• **Document segment**
= = = = = = =

First person singular subject | Second person singular subject | Third person singular subject |
---|---|---|
* | asavarma love-2SG/1SG "You love me" | asavaanga love-3SG/1SG "He/she/it loves me" |
asavakkit love-1SG/2SG "I love you" | * | asavaatit love-3SG/2SG "He/she/it loves you" |
asavara love-1SG/3SG "I love him/her/it" | asavat love-2SG/3SG "You love her/him/it" | asavaa love-3SG/3SG "He/she/it loves him/her/it" |
* | asavatsigut love-2SG/1PL "You love us" | asavaatigut love-3SG/1PL "He/she/it loves us" |
asavassi love-1SG/2PL "I love you (pl.)" | * | asavaasi love-3SG/2PL "He/she/it loves you (pl.)" |
asavakka love-1SG/3PL "I love them" | asavatit love-2SG/3PL "You love them" | asavai love-3SG/3PL "He/she/it loves them" |
The table below gives the basic form of all the inflexional suffixes in the indicative and interrogative moods. Where the indicative and interrogative forms differ, the interrogative form is given second in brackets. Suffixes used with intransitive verbs are in italics, while suffixes used with transitive verbs are unmarked.
Object of transitive verb or subject of intransitive verb | ||||||||
---|---|---|---|---|---|---|---|---|
1st person | 2nd person | 3rd person | ||||||
singular | plural | singular | plural | singular | plural | |||
vunga | vugut | vutit [vit?] | vusi [visi?] | voq [va?] | pput [ppat?] | |||
Subject of transitive verb | 1st person | singular | vakkit | vassi | vara | vakka | ||
plural | vatsigit | varput | vagut | |||||
2nd person | singular | varma [vinga?] | vatsigut [visigut?] | vat [viuk?] | vatit [vigit?] | |||
plural | vassinga [visinga?] | varsi [visiuk?] | vasi [visigit?] | |||||
3rd person | singular | vaanga | vaatigut | vaatit | vaasi | vaa | vai | |
plural | vaannga | vaatsit | vaat | vaat |
Apart from the similarities between forms highlighted in bold,
- all basic forms start with v- except for the 3rd person plural intransitive forms;
- all basic transitive indicative forms have /a/ as their first vowel;
- all basic intransitive indicative forms have /u/ as their first vowel (voq is phonemically /vuq/); and
- all basic forms unique to the interrogative mood have /i/ as their first vowel except for the 3rd person intransitive forms.
Furthermore, if the subject of a transitive verb is 3rd person, the suffix will start with vaa- (with one exception).
When the object is 1st or 2nd person singular, the forms with a 3rd person singular subject are turned into forms with a (3rd person) plural subject by lengthening the second consonant: [vaːŋa] → [vaːŋŋa], [vaːt͡sit̚] → [vaːtt͡sit̚]. If the subject or object is 2nd person plural, the suffix will include -si(-). If the subject or object is 1st person plural, the suffix will end in -t except when the object is 2nd person plural.

= = = = = = =

• **Required work**
A. In the passage on verb suffixes, what is the first vowel of all basic intransitive indicative forms?
B. Reproduce the section of the passage on verb suffixes that begins with the words "When the object is 1st" and ends with "2nd person plural.".
The data below were taken from a separate source.

Stored data entries
= = = = = = =

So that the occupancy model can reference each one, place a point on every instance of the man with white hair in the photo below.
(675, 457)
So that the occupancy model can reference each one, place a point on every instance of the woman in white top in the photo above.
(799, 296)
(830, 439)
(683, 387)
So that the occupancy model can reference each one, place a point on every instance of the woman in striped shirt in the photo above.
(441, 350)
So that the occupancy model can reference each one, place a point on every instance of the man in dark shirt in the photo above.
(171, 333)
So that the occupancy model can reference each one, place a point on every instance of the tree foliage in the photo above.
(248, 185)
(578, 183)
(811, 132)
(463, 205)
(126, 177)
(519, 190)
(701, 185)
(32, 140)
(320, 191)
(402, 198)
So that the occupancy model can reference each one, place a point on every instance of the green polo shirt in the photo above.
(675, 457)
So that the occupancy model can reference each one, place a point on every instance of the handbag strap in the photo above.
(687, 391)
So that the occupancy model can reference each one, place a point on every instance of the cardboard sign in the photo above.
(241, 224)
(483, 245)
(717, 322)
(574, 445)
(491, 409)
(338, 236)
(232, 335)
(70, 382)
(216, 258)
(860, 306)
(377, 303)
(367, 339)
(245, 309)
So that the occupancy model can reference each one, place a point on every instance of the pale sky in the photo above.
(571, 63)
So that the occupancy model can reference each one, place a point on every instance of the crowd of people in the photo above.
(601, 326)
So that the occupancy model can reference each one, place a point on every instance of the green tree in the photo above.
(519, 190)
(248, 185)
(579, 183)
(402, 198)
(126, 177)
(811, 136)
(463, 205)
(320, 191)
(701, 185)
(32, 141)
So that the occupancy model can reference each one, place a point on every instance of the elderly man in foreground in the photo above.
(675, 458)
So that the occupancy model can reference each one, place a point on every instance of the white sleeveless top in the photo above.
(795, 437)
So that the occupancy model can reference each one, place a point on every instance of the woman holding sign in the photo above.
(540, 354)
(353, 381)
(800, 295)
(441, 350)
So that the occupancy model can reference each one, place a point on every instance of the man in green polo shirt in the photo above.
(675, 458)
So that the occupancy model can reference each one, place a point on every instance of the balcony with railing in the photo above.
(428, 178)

= = = = = = =

• **Outputs for the tasks**
A. /u/

B.
When the object is 1st or 2nd person singular, the forms with a 3rd person singular subject are turned into forms with a (3rd person) plural subject by lengthening the second consonant: [vaːŋa] → [vaːŋŋa], [vaːt͡sit̚] → [vaːtt͡sit̚]. If the subject or object is 2nd person plural, the suffix will include -si(-). If the subject or object is 1st person plural, the suffix will end in -t except when the object is 2nd person plural.